# PAGE EXTRACT
[gclist] GC & profiling

Nick Barnes Nick.Barnes@pobox.com
Sun, 22 Apr 2001 20:00:27 +0000


At 2001-04-22 14:11:54+0000, Fergus Henderson writes:
> On 19-Apr-2001, eliot@parcplace.com <eliot@parcplace.com> wrote:
> > Fergus Henderson <fjh@cs.mu.oz.au>:
> > | For accurate profiling of execution time, GC can cause some problems,
> > | because GCs can occur at semi-random times, but the blame for time spent
> > | in a GC should really be spread among all the routines that allocated
> > | the memory, not on the routine that happened to do the final memory
> > | allocation which triggered that GC.  If you don't treat GC specially,
> > | then some innocuous routine can be unfairly blamed for a large proportion
> > | of the execution time simply because that routine happened to be the
> > | one that triggered a collection.
> > 
> > | On the other hand, costs of ordinary memory allocation should indeed be
> > | credited to the calling routine.
> > 
> > I'm not sure if this is the best way iof solving it, but it is an alternative
> > approach.  The VisualWorks Smalltalk profiling facilities provide both a time
> > profiler and an allocation profiler.  The time profiler doesn't include
> > explicit GC time.  Instead it is simply a statistical sampler of Smalltalk
> > methods, so GC time is hidden.
> 
> I'm not sure what you mean by that.
> Do you mean that
>       - if a profiling timer tick occurs during GC, that tick is discarded?
>       - if a profiling timer tick occurs during GC, that tick is credited to
>         the currently active Smalltalk method?
>         (This is what happens in the current Mercury profiler.)
>       - profiling ticks can never occur during GC (e.g. because the
>         profiler actually counts number of bytecode instructions executed,
>         rather than time)?
>       - something else?

Another data point, with some discussion:

The only time I've implemented a profiler was for MLWorks; my remarks
are a few years out of date but I don't imagine that this aspect has
changed much.

There was a time profiler and a heap profiler; they could be turned on
and off independently.  Neither required recompilation.  The time
profiler was statistical, and took stack histories to a configurable
depth.  The heap profiler measured all allocation and also survival
amounts to each generation.  The time overhead of the heap profiler
was about a factor of 2 on total execution time.  The GC was a
generational copying collector, triggered by the nursery filling, and
was not incremental; GC nursery pauses were mostly around 1ms.  GC
overhead for real programs varied between 5 and 25%, depending on the
code.  Allocation was exceedingly cheap.

# OBJECTIVE A
Locate each line in the rows that contains the word "wall" and copy those lines out, treating uppercase and lowercase as different.
The rows that come next are unrelated to the GC profiling post.

# SUPPLIED ENTRIES
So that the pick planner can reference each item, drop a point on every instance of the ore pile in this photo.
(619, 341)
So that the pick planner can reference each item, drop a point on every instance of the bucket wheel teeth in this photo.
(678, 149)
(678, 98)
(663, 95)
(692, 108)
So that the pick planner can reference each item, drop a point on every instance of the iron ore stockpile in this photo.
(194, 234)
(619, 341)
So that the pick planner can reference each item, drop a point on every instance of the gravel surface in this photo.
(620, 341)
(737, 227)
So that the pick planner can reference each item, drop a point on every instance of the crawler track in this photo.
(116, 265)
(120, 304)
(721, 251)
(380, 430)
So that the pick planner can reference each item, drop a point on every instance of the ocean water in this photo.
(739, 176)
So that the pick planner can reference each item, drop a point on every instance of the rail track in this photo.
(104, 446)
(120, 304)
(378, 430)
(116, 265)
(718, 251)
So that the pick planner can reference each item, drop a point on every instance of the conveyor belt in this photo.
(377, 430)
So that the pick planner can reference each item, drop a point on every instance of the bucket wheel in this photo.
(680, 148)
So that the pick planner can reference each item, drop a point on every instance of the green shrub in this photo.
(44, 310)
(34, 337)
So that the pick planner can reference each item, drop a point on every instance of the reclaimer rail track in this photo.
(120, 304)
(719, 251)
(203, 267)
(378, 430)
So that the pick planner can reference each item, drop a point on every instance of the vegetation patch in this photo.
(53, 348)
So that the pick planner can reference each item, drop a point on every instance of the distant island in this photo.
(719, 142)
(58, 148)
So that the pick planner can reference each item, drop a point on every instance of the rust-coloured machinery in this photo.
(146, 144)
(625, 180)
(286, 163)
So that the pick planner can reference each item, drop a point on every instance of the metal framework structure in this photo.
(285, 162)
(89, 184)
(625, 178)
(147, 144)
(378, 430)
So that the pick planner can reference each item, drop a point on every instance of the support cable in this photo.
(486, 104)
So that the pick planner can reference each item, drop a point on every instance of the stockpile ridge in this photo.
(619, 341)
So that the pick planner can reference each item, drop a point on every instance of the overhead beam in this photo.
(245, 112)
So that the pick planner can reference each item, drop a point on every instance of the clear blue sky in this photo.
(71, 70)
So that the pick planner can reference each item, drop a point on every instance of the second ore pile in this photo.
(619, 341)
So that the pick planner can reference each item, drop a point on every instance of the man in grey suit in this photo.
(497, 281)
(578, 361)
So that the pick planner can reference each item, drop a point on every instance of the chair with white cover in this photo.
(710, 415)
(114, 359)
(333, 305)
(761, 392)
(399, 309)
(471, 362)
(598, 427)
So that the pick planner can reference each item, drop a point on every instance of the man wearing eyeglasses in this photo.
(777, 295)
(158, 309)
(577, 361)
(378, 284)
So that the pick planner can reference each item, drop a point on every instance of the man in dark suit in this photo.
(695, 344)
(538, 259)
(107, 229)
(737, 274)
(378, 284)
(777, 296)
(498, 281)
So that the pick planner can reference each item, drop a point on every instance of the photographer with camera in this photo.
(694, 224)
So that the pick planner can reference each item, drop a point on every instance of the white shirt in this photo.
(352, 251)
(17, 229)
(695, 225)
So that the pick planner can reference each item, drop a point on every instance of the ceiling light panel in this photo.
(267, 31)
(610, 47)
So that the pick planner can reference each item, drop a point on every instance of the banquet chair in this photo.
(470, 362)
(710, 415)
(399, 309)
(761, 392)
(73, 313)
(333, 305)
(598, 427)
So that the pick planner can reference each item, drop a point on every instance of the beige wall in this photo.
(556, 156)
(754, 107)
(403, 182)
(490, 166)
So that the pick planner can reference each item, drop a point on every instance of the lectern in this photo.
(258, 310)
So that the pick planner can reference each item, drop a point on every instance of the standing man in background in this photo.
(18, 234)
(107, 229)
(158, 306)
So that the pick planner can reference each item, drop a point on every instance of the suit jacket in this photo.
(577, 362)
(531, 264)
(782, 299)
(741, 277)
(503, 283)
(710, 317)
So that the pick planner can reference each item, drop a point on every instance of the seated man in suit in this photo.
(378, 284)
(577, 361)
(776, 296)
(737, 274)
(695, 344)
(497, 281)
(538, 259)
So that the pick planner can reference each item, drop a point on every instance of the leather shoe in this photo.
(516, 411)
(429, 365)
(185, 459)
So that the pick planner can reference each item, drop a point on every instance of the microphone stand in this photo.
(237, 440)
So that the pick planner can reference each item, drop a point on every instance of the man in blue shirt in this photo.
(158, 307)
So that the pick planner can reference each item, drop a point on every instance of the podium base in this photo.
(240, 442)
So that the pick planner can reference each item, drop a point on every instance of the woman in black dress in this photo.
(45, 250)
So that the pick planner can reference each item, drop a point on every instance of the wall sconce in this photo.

# OBJECTIVE B
Please repeat the GC profiling post word for word from "At 2001-04-22 14:11:54+0000, Fergus" to "the calling routine.".

# OUTPUT A
So that the pick planner can reference each item, drop a point on every instance of the beige wall in this photo.
So that the pick planner can reference each item, drop a point on every instance of the wall sconce in this photo.

# OUTPUT B
At 2001-04-22 14:11:54+0000, Fergus Henderson writes:
> On 19-Apr-2001, eliot@parcplace.com <eliot@parcplace.com> wrote:
> > Fergus Henderson <fjh@cs.mu.oz.au>:
> > | For accurate profiling of execution time, GC can cause some problems,
> > | because GCs can occur at semi-random times, but the blame for time spent
> > | in a GC should really be spread among all the routines that allocated
> > | the memory, not on the routine that happened to do the final memory
> > | allocation which triggered that GC.  If you don't treat GC specially,
> > | then some innocuous routine can be unfairly blamed for a large proportion
> > | of the execution time simply because that routine happened to be the
> > | one that triggered a collection.
> > 
> > | On the other hand, costs of ordinary memory allocation should indeed be
> > | credited to the calling routine.